§ **Photo object pointing data**
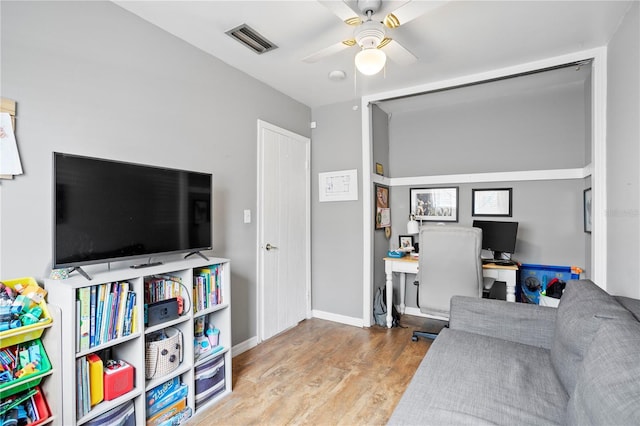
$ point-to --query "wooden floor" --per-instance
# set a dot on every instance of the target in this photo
(321, 373)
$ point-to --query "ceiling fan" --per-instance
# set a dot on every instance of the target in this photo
(373, 35)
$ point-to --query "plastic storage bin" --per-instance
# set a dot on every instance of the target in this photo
(534, 279)
(31, 380)
(209, 380)
(28, 332)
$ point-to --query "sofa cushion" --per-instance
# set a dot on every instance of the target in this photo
(466, 378)
(583, 307)
(608, 387)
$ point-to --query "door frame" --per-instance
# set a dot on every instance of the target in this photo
(260, 225)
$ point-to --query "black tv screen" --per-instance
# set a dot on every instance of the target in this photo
(108, 211)
(499, 237)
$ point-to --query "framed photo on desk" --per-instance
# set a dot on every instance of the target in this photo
(435, 204)
(406, 241)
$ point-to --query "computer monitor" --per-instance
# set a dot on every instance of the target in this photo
(499, 237)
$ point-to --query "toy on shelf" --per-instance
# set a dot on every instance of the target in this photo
(23, 312)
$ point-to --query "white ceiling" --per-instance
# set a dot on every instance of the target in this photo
(454, 39)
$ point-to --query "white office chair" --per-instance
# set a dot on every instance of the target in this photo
(449, 265)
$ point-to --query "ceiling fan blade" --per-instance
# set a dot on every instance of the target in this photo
(410, 11)
(327, 51)
(398, 53)
(342, 11)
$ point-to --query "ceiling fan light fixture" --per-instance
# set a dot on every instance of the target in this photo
(370, 61)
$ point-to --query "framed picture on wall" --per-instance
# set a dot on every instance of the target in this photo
(434, 204)
(491, 202)
(587, 210)
(382, 212)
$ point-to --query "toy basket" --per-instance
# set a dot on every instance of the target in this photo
(163, 352)
(26, 332)
(29, 380)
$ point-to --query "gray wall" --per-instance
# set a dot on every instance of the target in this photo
(380, 146)
(623, 157)
(90, 78)
(543, 129)
(537, 130)
(336, 227)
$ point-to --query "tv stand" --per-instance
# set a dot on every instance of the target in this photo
(145, 265)
(198, 253)
(81, 272)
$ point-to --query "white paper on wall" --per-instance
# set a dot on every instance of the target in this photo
(9, 157)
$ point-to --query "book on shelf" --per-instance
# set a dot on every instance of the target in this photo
(207, 289)
(122, 305)
(162, 287)
(92, 312)
(84, 296)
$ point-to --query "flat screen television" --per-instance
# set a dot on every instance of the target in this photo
(107, 211)
(499, 237)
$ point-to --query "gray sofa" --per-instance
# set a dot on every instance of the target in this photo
(519, 364)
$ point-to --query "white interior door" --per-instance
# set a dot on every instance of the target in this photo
(283, 230)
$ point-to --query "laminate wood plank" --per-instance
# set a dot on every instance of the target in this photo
(321, 373)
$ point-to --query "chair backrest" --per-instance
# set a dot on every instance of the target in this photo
(449, 265)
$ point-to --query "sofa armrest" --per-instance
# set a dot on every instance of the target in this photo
(517, 322)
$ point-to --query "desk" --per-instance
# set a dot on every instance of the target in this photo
(409, 265)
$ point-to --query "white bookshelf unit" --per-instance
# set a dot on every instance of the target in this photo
(131, 348)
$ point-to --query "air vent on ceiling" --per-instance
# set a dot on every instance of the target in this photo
(251, 38)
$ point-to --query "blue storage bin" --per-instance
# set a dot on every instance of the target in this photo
(534, 279)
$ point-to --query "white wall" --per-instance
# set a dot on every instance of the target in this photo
(541, 129)
(90, 78)
(336, 230)
(623, 157)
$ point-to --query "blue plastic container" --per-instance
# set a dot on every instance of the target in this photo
(534, 279)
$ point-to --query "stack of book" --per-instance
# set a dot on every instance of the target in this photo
(161, 287)
(105, 312)
(207, 289)
(89, 385)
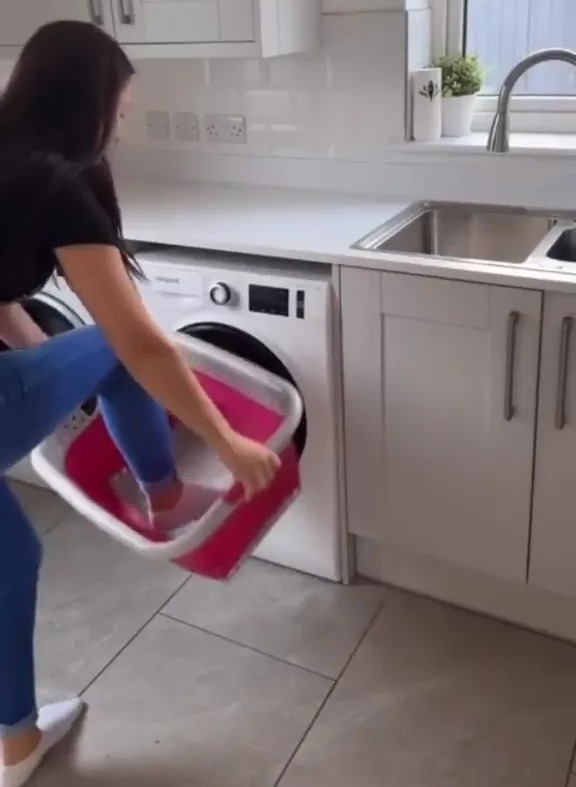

§ **Directions for this task**
Report every line of the data that contains the string "storage", copying each line in full.

§ **Finished task**
$ point-to --query "plastic storage bin" --per-instance
$ point-to --query "blue storage bin" --per-instance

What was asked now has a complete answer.